Begin at the line that contains "of the wrestler" and reproduce it along with every line after it to the end of the listing; skip any pictures.

** BEGIN Dataset **

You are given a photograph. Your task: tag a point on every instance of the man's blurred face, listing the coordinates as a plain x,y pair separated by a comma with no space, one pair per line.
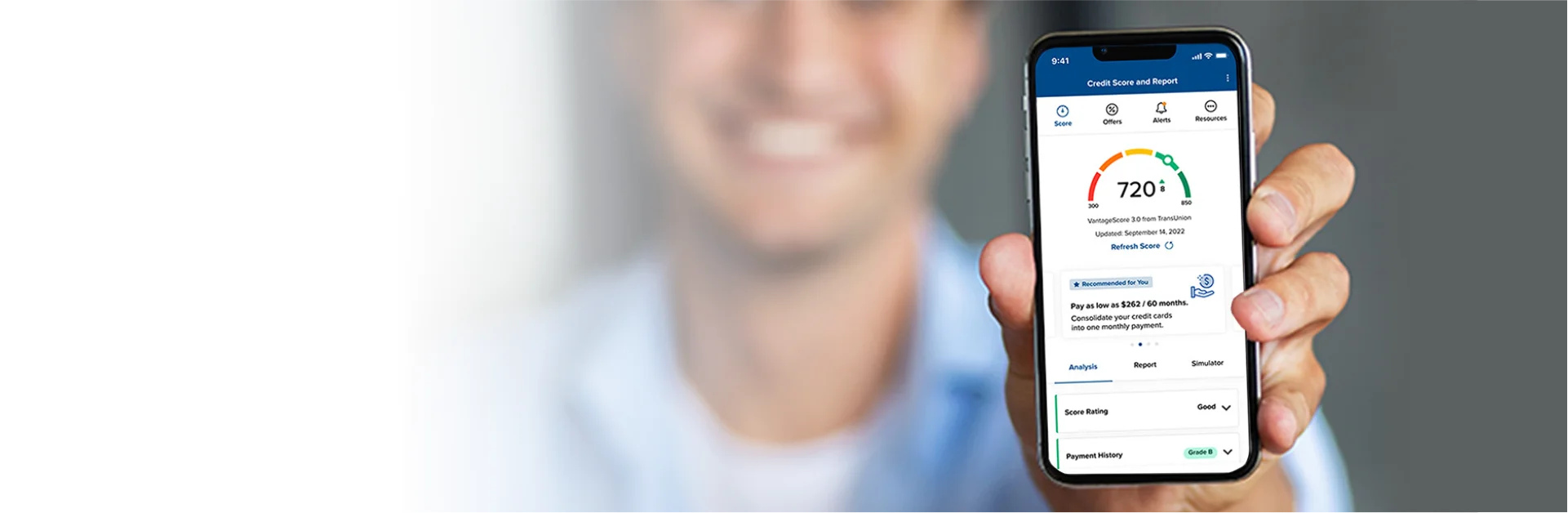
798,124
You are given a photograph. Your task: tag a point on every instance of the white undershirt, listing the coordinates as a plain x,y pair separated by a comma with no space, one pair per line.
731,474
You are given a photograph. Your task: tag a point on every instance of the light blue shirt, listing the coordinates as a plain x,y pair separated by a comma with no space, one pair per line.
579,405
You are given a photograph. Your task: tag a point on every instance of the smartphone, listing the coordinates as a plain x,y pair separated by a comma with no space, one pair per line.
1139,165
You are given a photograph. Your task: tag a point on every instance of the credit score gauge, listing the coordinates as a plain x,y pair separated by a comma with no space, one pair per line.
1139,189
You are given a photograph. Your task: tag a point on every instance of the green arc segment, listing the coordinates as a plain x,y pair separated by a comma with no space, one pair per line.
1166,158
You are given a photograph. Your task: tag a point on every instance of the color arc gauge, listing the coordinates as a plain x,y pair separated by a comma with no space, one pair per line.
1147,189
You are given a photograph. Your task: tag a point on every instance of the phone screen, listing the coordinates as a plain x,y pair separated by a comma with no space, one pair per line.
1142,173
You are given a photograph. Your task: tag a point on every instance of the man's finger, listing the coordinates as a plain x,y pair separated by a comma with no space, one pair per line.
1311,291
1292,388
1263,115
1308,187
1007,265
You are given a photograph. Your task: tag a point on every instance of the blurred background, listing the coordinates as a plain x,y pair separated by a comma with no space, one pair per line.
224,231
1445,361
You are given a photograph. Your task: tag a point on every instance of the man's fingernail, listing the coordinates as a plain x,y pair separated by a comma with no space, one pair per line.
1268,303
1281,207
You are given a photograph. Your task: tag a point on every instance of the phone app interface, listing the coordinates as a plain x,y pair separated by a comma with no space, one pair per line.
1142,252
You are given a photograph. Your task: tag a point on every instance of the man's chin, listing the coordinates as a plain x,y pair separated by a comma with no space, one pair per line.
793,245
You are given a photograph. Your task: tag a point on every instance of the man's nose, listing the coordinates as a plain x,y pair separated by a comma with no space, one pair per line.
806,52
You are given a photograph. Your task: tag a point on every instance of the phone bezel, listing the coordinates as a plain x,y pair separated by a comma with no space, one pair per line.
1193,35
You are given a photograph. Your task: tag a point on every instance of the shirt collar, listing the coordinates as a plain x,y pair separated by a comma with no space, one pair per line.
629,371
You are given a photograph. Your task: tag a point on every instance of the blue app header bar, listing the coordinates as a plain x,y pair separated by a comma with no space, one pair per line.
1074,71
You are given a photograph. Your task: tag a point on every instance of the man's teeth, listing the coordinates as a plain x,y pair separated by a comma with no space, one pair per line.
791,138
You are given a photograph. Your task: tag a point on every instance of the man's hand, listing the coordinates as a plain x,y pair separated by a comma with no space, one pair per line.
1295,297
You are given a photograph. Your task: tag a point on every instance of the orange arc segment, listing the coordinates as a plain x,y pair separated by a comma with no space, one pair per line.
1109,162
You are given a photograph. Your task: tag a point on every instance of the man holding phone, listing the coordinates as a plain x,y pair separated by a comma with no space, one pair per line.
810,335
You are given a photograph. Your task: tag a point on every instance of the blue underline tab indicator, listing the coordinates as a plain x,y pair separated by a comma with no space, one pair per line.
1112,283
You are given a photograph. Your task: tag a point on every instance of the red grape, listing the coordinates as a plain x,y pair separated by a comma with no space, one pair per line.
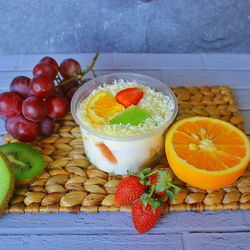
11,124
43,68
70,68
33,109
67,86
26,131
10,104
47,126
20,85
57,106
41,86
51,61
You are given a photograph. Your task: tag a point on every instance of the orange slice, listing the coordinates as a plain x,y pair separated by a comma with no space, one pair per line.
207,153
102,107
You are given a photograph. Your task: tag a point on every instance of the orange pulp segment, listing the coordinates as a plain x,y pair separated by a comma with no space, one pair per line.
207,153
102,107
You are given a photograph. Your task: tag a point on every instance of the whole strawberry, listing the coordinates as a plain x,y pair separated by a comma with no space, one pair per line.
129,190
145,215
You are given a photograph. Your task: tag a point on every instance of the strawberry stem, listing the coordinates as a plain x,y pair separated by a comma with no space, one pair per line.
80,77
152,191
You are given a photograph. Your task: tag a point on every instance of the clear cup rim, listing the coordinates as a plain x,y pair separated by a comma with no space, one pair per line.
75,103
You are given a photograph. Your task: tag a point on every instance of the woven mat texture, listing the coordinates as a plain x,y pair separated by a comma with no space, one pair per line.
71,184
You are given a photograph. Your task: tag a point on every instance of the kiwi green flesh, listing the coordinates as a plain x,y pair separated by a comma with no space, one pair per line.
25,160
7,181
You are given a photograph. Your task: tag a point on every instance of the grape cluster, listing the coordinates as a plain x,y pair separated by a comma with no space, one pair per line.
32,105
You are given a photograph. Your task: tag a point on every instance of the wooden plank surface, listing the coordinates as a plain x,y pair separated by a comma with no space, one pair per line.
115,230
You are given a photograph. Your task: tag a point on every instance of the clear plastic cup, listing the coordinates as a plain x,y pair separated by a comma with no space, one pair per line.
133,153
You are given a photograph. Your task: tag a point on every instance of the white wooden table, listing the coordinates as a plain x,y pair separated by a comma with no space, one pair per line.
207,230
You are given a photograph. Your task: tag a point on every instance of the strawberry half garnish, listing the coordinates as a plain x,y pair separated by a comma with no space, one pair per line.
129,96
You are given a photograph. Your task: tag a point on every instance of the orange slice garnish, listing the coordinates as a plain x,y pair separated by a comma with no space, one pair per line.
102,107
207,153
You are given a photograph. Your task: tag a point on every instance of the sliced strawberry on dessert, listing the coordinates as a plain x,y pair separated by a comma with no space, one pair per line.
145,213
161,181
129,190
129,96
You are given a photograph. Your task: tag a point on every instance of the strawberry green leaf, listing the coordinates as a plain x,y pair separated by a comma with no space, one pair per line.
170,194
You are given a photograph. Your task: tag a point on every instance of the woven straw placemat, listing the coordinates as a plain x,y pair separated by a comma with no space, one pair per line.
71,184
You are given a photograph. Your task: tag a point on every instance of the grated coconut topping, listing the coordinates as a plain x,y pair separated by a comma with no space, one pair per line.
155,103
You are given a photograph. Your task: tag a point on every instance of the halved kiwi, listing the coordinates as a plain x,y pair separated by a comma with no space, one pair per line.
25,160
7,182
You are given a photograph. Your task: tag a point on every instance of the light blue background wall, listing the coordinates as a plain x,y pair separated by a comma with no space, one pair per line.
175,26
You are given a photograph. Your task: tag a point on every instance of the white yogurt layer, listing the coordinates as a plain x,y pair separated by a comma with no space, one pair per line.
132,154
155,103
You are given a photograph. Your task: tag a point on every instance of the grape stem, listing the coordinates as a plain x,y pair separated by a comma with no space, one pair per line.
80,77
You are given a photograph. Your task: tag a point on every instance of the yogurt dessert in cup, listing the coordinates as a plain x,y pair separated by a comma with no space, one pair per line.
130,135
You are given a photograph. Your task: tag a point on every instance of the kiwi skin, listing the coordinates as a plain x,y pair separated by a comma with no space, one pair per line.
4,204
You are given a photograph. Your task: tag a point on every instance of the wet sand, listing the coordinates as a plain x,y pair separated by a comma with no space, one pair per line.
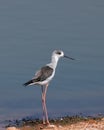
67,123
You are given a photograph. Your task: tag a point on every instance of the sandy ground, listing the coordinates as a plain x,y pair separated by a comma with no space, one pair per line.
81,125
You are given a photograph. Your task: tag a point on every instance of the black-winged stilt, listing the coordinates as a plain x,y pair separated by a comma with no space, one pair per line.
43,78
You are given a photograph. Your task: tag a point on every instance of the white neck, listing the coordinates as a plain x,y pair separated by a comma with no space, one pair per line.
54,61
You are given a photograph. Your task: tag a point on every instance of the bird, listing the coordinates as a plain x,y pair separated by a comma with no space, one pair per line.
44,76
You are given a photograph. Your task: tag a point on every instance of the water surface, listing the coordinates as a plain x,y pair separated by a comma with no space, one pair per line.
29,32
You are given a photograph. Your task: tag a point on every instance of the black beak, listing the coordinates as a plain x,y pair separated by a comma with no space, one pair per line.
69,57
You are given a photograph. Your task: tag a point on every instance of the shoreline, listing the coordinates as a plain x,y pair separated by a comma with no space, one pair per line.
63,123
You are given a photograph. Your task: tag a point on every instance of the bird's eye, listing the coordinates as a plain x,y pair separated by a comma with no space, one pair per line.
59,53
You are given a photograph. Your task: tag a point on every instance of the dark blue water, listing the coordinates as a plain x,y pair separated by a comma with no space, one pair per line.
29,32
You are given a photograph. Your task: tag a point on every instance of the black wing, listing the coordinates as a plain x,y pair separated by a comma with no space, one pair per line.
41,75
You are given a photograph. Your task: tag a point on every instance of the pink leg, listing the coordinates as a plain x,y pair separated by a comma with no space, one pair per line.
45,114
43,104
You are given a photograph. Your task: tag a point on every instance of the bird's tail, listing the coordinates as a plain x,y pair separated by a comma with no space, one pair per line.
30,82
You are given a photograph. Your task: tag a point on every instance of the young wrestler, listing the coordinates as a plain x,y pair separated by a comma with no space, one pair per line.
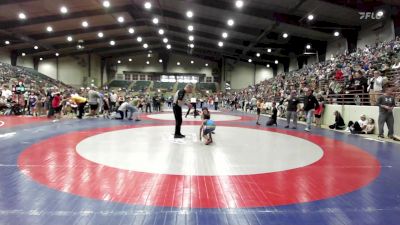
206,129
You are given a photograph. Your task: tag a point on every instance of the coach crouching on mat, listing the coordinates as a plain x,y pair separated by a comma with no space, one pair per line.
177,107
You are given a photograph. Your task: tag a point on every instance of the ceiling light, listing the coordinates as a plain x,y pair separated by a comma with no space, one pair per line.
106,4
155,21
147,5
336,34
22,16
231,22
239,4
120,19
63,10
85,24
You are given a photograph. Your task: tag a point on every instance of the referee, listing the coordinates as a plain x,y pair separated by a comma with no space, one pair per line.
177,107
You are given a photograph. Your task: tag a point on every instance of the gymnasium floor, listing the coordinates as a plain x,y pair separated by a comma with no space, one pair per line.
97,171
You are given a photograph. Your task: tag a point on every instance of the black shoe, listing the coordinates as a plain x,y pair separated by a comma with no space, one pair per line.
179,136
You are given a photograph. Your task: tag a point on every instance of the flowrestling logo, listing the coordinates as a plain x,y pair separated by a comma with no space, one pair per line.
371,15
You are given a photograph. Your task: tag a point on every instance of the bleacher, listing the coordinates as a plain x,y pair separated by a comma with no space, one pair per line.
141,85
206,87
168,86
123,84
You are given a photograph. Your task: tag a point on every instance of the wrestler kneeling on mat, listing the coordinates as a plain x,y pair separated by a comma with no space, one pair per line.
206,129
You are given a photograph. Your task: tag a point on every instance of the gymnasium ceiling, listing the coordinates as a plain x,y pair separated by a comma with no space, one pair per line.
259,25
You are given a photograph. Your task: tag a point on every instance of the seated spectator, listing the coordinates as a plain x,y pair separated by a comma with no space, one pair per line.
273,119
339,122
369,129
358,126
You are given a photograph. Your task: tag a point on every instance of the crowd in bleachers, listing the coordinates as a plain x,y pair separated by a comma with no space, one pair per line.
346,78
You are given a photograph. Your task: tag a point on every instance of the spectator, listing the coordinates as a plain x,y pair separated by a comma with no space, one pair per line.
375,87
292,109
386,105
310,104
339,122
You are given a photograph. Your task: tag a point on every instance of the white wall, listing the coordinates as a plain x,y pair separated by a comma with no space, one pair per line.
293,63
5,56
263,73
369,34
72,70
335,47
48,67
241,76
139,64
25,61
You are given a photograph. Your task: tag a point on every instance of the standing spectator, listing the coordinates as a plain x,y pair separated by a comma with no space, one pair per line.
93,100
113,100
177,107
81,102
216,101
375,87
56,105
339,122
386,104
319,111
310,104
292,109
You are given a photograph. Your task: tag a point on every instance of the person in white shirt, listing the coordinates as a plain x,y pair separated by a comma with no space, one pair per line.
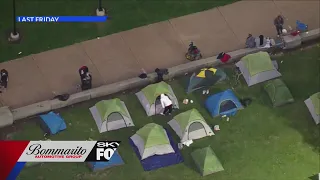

** END Dataset **

## Solution to this exercise
You are given a photograph. Your task: tag a point on every instance of the wrestler kneeling on mat, listing the coordinates as a plain x,y pair separated by a comma with no space, one pair per line.
206,129
You are given a photograph. Your task: tag a point on every instance of the gymnasium ceiling, listing the coordinates as a plain x,y pair separated by a comma with no space, one pair per line.
259,25
You are given a photograph. Your task: tag a point on every instance of the seated spectator, listing the coordinates as a plain x,y pair separated by a comma with no space, one pair per line.
273,119
339,122
369,129
358,126
You are given a photograph. Your task: tag a point on every instance of the crowd in bleachers, listing the coordinates as a plain x,y pair separated by a comma with no space, one pair per line.
346,78
You are given a photograph. Your task: tag a point on every instance of the spectator, listing the coordinates as a plain x,y pair separated by a comma with no space, one pair per line.
375,87
292,109
386,105
310,104
339,122
You are given a photograph. Your task: tag a point on every instance of the white wall, listing the coordinates as a plain x,y pair separated by a comma with no space, one pair per line.
293,63
5,56
263,73
369,34
72,70
335,47
48,67
241,76
139,64
25,61
You are given a photograph. Your task: tag a point on every instance of the standing spectator, listing the coordinates as a plain x,y pair separated by a comma with no space, one pair per line.
93,100
113,100
177,107
81,102
216,101
375,87
56,105
339,122
386,104
319,111
310,104
292,109
You are given a photograph. Your task: tag a point on every instance of the person in white shirt, listing the coordinates as a plain x,y pair separated by a comma with no space, one pair per line.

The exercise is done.